Records excerpted from a collection
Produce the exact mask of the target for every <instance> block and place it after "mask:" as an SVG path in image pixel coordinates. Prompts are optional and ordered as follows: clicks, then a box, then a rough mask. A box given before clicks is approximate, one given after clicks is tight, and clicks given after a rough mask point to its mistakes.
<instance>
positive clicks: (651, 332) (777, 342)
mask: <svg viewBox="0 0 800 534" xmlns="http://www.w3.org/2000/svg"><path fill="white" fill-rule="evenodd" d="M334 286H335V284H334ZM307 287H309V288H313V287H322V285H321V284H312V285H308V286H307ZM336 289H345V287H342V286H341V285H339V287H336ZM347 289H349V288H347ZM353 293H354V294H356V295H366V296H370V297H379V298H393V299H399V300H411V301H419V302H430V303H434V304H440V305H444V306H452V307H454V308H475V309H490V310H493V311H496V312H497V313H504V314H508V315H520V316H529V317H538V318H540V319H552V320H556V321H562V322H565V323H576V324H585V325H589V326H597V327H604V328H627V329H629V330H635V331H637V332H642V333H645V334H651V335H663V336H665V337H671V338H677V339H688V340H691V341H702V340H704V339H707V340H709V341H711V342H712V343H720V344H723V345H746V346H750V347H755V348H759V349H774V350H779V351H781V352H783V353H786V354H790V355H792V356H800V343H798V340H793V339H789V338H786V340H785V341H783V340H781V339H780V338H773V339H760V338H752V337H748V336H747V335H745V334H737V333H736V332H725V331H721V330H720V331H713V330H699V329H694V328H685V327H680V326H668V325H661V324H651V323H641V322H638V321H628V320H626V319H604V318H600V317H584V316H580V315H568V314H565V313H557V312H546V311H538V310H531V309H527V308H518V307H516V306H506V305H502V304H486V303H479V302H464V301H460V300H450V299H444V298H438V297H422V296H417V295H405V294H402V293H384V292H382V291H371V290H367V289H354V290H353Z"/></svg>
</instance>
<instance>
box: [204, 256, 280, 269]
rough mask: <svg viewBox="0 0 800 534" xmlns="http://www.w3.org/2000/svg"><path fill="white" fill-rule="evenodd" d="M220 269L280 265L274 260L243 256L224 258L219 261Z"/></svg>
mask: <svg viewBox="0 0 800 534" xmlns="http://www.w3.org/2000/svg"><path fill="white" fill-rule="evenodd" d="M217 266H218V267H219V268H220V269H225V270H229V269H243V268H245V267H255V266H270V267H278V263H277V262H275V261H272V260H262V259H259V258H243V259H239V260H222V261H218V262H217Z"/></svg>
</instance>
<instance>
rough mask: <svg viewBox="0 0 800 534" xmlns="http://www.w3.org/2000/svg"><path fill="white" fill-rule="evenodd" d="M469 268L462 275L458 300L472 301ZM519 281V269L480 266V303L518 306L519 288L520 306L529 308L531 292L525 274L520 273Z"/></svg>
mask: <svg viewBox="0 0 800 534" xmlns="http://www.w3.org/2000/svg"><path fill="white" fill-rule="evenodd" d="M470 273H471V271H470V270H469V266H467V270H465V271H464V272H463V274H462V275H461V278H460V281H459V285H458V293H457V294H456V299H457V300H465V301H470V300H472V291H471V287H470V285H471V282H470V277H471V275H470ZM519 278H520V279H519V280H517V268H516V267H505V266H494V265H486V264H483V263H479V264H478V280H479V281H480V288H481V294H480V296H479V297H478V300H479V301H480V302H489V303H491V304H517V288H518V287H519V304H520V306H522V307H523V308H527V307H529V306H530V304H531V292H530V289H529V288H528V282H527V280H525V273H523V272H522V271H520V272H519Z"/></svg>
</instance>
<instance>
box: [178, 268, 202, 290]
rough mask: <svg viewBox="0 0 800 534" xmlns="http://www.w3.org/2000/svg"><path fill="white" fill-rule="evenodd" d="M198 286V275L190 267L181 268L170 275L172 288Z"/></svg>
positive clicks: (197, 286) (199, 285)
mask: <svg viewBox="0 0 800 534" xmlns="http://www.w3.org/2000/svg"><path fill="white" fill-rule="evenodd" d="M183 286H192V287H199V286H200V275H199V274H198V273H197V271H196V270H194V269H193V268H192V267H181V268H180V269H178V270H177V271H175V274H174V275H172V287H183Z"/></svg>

# [Your task]
Could you type out every entry again exactly as it stands?

# [Solution to this task]
Produce the exact mask of the target for every <instance> block and place it after "mask:" as an SVG path in image pixel coordinates. Prompts are optional and ordered as follows: clicks, then a box, then a rough mask. A box given before clicks is approximate, one given after clicks is tight, and clicks given after a rough mask point to its mistakes.
<instance>
positive clicks: (651, 332) (777, 342)
mask: <svg viewBox="0 0 800 534" xmlns="http://www.w3.org/2000/svg"><path fill="white" fill-rule="evenodd" d="M334 286H335V284H334ZM307 287H309V288H313V287H322V285H321V284H312V285H308V286H307ZM336 289H345V287H342V286H341V285H339V287H336ZM347 289H349V288H347ZM353 293H354V294H356V295H366V296H370V297H379V298H393V299H399V300H411V301H419V302H430V303H434V304H440V305H444V306H452V307H454V308H475V309H490V310H493V311H496V312H497V313H504V314H508V315H520V316H529V317H538V318H540V319H552V320H556V321H562V322H565V323H576V324H585V325H589V326H597V327H604V328H627V329H629V330H635V331H637V332H642V333H645V334H651V335H663V336H665V337H671V338H677V339H688V340H691V341H702V340H704V339H707V340H709V341H711V342H712V343H720V344H723V345H746V346H750V347H755V348H759V349H774V350H779V351H781V352H783V353H786V354H790V355H792V356H800V343H798V340H793V339H789V338H786V340H785V341H783V340H781V339H780V338H773V339H760V338H752V337H748V336H747V335H745V334H737V333H736V332H725V331H721V330H720V331H713V330H699V329H694V328H685V327H680V326H668V325H661V324H651V323H641V322H638V321H628V320H626V319H604V318H600V317H584V316H580V315H568V314H565V313H557V312H546V311H538V310H531V309H527V308H518V307H516V306H506V305H502V304H486V303H479V302H464V301H460V300H450V299H444V298H438V297H422V296H417V295H405V294H402V293H384V292H382V291H371V290H367V289H354V290H353Z"/></svg>
</instance>
<instance>
box: [204, 256, 280, 269]
rough mask: <svg viewBox="0 0 800 534" xmlns="http://www.w3.org/2000/svg"><path fill="white" fill-rule="evenodd" d="M220 269L280 265L274 260L243 256L224 258L219 261Z"/></svg>
mask: <svg viewBox="0 0 800 534" xmlns="http://www.w3.org/2000/svg"><path fill="white" fill-rule="evenodd" d="M217 266H218V267H219V268H220V269H225V270H229V269H243V268H245V267H255V266H270V267H278V263H277V262H275V261H272V260H262V259H259V258H243V259H239V260H222V261H218V262H217Z"/></svg>
</instance>
<instance>
rough mask: <svg viewBox="0 0 800 534" xmlns="http://www.w3.org/2000/svg"><path fill="white" fill-rule="evenodd" d="M469 268L462 275L458 300L472 301ZM519 281V269L480 266V303L518 306L519 288L520 306L529 308L531 292L525 274L520 273Z"/></svg>
mask: <svg viewBox="0 0 800 534" xmlns="http://www.w3.org/2000/svg"><path fill="white" fill-rule="evenodd" d="M470 273H471V271H470V270H469V266H467V270H465V271H464V272H463V274H462V275H461V278H460V281H459V285H458V293H457V294H456V299H457V300H465V301H470V300H472V291H471V287H470V285H471V282H470V277H471V275H470ZM519 278H520V279H519V280H517V268H516V267H505V266H494V265H486V264H483V263H479V264H478V280H479V281H480V288H481V294H480V296H479V297H478V300H479V301H480V302H489V303H491V304H517V288H518V287H519V304H520V306H522V307H523V308H527V307H529V306H530V304H531V292H530V289H529V288H528V282H527V280H525V273H523V272H522V271H520V272H519Z"/></svg>
</instance>
<instance>
box: [178, 268, 202, 290]
rough mask: <svg viewBox="0 0 800 534" xmlns="http://www.w3.org/2000/svg"><path fill="white" fill-rule="evenodd" d="M198 286V275L190 267L181 268L170 275L172 288Z"/></svg>
positive clicks: (197, 286) (199, 285)
mask: <svg viewBox="0 0 800 534" xmlns="http://www.w3.org/2000/svg"><path fill="white" fill-rule="evenodd" d="M183 286H192V287H199V286H200V275H199V274H198V273H197V271H196V270H194V269H193V268H192V267H181V268H180V269H178V270H177V271H175V274H174V275H172V287H183Z"/></svg>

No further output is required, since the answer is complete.